# Secrets : Accédez à de nombreuses préférences cachées de Mac



## bricbroc (2 Janvier 2012)

Bonjour,

J'ai découvert cette application : Secrets, comme faisant partie d'un des meilleurs logiciels gratuits de l'année 2011 (d'après Clubic, rubrique "du coté du mac").

Quelqu'un a-t-il déjà installé et ou utilisé cette application ?

Est-elle intéressante ? Sans intérêt ? 

D'avance merci de vos retours d'expérience.




Ce qui est intéressant déjà, c'est que les utilitaires dont il est question ici sont ceux qui ne concernent ni le système, ni un domaine pour lequel il existe un forum spécialisé. Là, c'est le système, et ça n'est pas un soft Apple, donc, on déménage.


----------



## alextiwi (25 Février 2012)

Je viens d'aller voir via le lien qui renvoie sur un site contenant une dizaine de "modifications possibles" dont qqes une ont l'air intéressantes mais... Comment s'en servir ?!


----------



## wath68 (25 Février 2012)

Apparemment tu dois télécharger PrefPane 1.0.6 puis l'installer.
C'est marqué d'ailleurs dans l'aide


> Installing Secrets
> Double click the preference pane to have it installed.


Cela va ajouter Secrets dans Préférences Système.


> Using Secrets
> Use the RELOAD button to get the latest values from the web
> Hit the X button (DELETE key) to revert to the default value
> Many values require the selected application to be quit before changing them



D'après ce que j'ai pu voir, la plupart des "secrets" sont déjà réalisables avec Onyx.


----------

■ **Données fournies**
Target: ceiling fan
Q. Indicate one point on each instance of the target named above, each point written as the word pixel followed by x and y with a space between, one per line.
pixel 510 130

■ **Exercice court 1**
Répondez aux questions suivantes à partir du fil de discussion :
(a) Selon bricbroc, quel site a classé Secrets parmi les meilleurs logiciels gratuits de 2011 ?
(b) D'après wath68, que faut-il télécharger puis installer ?
(c) Avec quel outil wath68 dit-il que la plupart des « secrets » sont déjà réalisables ?
■ **Exercice court 2**
Dans le fil de discussion, reformulez de manière plus concise le paragraphe qui commence par « Ce qui est intéressant déjà » en conservant ses informations essentielles.
■ **Exercice court 3**
Transcrivez sans aucune modification le passage du fil de discussion qui commence par « # Secrets : Accédez » et se poursuit jusqu'à « Sans intérêt ? ».

■ **Réponse 1**
(a) Clubic, dans la rubrique « du coté du mac ».
(b) PrefPane 1.0.6.
(c) Onyx.

■ **Réponse 2**
Les utilitaires traités ici ne concernent ni le système ni un domaine doté d'un forum spécialisé. Secrets touche au système et n'est pas un logiciel Apple : le sujet est donc déplacé.

■ **Réponse 3**
# Secrets : Accédez à de nombreuses préférences cachées de Mac



## bricbroc (2 Janvier 2012)

Bonjour,

J'ai découvert cette application : Secrets, comme faisant partie d'un des meilleurs logiciels gratuits de l'année 2011 (d'après Clubic, rubrique "du coté du mac").

Quelqu'un a-t-il déjà installé et ou utilisé cette application ?

Est-elle intéressante ? Sans intérêt ?